Show every line in the material below that contains the word "window", copying each line in full.

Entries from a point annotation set
□ □ □ □
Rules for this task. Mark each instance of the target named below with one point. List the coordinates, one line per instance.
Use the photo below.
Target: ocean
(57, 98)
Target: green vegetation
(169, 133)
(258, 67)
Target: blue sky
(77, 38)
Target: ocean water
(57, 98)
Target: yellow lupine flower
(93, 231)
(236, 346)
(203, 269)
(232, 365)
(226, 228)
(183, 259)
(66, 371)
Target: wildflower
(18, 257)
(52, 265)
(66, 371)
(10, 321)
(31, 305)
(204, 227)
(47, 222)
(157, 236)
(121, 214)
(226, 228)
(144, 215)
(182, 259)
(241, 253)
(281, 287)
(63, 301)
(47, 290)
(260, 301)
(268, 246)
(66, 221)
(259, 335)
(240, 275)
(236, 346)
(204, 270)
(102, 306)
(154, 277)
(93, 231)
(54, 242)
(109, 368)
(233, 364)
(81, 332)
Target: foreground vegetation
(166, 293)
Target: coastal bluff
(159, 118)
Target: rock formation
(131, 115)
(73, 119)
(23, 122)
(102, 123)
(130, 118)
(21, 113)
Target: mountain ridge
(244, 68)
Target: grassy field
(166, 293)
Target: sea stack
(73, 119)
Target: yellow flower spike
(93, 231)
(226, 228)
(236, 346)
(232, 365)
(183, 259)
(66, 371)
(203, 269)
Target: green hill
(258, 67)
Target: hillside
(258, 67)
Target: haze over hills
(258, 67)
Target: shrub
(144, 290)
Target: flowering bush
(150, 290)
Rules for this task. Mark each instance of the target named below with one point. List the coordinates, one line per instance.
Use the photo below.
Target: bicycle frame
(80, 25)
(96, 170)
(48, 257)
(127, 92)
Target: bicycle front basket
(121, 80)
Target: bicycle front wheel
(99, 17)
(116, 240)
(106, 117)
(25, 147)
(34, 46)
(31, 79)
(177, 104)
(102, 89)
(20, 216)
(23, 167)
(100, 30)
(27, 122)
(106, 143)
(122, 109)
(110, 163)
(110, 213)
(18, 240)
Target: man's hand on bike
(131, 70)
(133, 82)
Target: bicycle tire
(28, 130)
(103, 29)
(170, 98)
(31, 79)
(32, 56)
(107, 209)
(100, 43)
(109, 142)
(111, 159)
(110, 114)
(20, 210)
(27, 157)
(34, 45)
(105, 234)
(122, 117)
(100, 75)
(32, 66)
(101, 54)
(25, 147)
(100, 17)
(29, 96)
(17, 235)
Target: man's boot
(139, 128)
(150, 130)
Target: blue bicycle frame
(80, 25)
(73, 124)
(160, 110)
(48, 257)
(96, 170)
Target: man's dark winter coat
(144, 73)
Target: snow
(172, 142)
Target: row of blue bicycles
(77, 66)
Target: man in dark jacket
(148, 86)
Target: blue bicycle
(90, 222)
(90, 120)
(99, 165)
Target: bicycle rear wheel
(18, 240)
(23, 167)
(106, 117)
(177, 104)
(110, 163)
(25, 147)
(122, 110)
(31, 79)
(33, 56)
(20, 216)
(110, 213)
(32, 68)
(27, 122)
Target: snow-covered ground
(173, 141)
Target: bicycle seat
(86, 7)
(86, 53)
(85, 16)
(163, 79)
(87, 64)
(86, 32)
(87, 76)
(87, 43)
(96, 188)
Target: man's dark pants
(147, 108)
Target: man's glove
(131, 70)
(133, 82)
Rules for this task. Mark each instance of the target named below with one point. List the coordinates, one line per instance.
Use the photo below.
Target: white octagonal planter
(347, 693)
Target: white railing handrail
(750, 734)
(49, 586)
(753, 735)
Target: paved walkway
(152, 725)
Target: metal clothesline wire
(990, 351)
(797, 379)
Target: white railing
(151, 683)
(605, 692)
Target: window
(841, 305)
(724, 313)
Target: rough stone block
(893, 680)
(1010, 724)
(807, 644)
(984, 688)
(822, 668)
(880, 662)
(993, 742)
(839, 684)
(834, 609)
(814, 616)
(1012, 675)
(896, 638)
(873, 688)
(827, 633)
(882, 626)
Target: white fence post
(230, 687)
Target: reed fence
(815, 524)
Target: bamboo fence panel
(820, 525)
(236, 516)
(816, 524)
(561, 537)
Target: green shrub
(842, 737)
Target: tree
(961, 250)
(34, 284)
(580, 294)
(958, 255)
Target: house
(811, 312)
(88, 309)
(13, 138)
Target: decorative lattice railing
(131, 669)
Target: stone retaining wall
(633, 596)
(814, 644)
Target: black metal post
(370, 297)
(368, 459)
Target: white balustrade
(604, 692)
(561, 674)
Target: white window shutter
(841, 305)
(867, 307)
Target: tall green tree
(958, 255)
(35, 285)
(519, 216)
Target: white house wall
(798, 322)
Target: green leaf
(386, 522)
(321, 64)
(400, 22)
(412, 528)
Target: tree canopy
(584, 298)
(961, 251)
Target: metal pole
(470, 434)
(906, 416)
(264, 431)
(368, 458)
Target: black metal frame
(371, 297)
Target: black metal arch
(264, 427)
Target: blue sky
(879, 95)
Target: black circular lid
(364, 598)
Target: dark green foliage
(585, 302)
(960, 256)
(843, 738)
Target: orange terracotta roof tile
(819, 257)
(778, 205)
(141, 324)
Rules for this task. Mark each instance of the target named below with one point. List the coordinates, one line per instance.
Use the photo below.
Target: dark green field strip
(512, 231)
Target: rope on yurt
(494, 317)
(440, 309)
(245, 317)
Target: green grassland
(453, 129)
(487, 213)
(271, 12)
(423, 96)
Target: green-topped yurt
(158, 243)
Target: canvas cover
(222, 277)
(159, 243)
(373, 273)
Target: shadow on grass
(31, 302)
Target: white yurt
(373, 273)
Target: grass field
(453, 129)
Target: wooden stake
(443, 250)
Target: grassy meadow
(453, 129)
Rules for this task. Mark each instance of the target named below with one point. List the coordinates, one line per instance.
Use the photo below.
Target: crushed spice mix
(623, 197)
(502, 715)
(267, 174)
□ □ □ □
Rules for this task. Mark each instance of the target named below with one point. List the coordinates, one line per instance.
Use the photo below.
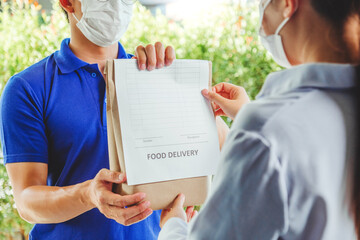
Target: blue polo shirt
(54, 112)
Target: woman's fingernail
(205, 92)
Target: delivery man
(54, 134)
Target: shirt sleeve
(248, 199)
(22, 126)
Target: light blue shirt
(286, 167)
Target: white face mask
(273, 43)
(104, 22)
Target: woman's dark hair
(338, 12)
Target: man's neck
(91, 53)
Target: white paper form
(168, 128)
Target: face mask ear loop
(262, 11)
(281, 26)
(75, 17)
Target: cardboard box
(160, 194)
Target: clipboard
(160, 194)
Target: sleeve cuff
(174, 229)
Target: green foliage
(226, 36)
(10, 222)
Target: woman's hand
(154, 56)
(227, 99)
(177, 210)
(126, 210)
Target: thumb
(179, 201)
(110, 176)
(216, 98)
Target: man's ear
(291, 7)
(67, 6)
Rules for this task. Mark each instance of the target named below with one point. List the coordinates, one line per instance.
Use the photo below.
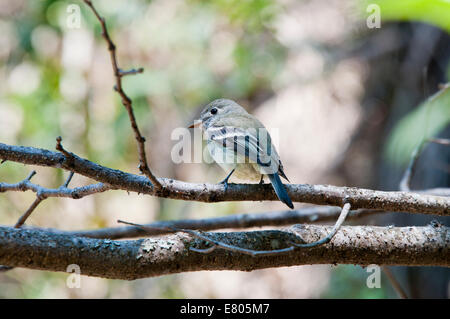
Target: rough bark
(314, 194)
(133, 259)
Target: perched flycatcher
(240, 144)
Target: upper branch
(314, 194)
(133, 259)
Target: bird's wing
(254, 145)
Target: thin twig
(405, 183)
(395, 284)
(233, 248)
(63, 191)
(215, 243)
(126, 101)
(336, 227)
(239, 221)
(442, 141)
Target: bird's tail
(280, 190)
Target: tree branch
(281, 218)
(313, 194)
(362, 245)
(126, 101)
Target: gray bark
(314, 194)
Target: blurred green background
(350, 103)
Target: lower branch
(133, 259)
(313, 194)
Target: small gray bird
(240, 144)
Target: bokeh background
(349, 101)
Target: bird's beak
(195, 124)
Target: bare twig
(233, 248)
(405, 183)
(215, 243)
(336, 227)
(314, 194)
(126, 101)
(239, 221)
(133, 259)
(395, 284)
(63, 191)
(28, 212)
□ □ □ □
Answer below =>
Target: window
Target: white window shutter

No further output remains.